◆ WHAT IS EXPECTED
For the word "rough", search the records and show each line in which it occurs.

[RECORDED INFORMATION]

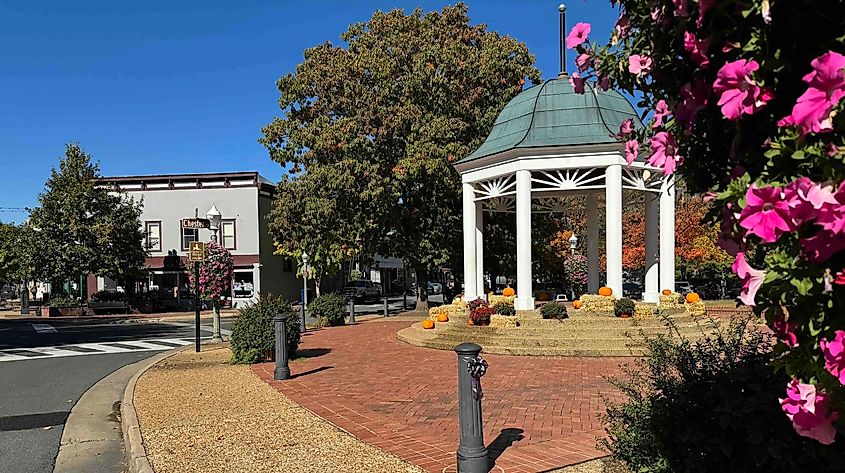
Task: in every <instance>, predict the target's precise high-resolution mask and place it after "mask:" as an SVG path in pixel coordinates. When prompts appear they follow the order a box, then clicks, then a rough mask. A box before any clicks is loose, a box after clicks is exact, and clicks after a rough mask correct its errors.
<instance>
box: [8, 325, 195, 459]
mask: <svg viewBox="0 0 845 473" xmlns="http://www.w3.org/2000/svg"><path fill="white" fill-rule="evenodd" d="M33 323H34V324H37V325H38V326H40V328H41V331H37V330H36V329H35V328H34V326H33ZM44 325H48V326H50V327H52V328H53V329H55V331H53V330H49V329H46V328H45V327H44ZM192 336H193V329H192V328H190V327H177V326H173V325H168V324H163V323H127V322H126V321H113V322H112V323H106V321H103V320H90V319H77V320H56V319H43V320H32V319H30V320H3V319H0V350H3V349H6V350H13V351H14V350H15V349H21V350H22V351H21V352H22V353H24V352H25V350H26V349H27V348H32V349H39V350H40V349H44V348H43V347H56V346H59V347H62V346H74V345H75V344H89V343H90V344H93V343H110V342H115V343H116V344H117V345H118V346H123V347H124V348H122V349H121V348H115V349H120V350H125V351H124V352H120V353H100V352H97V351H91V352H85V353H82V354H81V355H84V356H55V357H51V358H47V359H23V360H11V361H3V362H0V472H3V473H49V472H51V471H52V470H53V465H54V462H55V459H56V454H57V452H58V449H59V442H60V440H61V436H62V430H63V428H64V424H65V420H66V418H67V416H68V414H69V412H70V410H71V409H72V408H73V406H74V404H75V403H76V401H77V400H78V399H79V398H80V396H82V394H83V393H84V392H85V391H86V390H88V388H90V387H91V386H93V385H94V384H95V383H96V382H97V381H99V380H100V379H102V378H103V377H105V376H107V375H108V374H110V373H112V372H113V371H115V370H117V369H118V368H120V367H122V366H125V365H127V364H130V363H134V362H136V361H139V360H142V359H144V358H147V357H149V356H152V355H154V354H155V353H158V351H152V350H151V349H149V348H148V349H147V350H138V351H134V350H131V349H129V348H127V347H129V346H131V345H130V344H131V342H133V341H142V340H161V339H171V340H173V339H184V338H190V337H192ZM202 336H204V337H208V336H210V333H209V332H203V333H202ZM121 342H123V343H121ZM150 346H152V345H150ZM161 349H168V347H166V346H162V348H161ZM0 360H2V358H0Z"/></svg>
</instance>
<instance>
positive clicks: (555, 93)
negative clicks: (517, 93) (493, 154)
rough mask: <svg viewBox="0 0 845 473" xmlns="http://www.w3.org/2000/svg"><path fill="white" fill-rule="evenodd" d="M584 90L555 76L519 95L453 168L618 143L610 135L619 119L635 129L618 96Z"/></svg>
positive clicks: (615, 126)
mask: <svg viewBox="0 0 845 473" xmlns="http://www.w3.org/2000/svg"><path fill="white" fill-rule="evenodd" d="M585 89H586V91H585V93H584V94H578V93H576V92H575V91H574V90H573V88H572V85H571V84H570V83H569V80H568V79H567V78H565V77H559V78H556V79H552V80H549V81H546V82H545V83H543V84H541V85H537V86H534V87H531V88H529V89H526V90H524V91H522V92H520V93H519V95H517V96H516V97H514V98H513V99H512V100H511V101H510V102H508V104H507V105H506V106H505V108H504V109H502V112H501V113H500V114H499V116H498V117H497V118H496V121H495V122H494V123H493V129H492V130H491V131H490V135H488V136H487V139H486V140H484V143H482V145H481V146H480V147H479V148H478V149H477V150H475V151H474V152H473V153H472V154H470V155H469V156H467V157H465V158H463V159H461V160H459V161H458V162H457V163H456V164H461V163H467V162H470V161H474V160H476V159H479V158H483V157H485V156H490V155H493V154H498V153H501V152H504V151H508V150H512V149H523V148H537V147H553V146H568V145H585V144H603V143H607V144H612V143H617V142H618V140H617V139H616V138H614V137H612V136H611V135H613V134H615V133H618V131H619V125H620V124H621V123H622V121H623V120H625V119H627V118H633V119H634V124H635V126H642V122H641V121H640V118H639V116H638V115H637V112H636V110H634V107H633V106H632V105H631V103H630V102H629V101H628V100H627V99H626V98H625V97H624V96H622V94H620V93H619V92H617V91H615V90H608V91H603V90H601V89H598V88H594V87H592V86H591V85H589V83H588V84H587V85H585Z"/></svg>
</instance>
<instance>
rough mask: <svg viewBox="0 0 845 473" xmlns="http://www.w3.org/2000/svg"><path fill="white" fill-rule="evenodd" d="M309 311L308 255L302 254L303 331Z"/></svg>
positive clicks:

[/RECORDED INFORMATION]

◆ TASK OUTPUT
Task: in every <instance>, predict the target's precise high-resolution mask and place it after "mask:" as an SVG path in pixel coordinates. When prompts appear they follow the order a box, then clicks, then a rough mask. A box before any clicks is loose, a box after clicks is exact, and clicks after a rough mask correct its errors.
rough mask: <svg viewBox="0 0 845 473" xmlns="http://www.w3.org/2000/svg"><path fill="white" fill-rule="evenodd" d="M584 90L555 76L519 95L453 168L618 143L610 135L619 119L635 129L618 96Z"/></svg>
rough mask: <svg viewBox="0 0 845 473" xmlns="http://www.w3.org/2000/svg"><path fill="white" fill-rule="evenodd" d="M309 311L308 255L302 254L303 331Z"/></svg>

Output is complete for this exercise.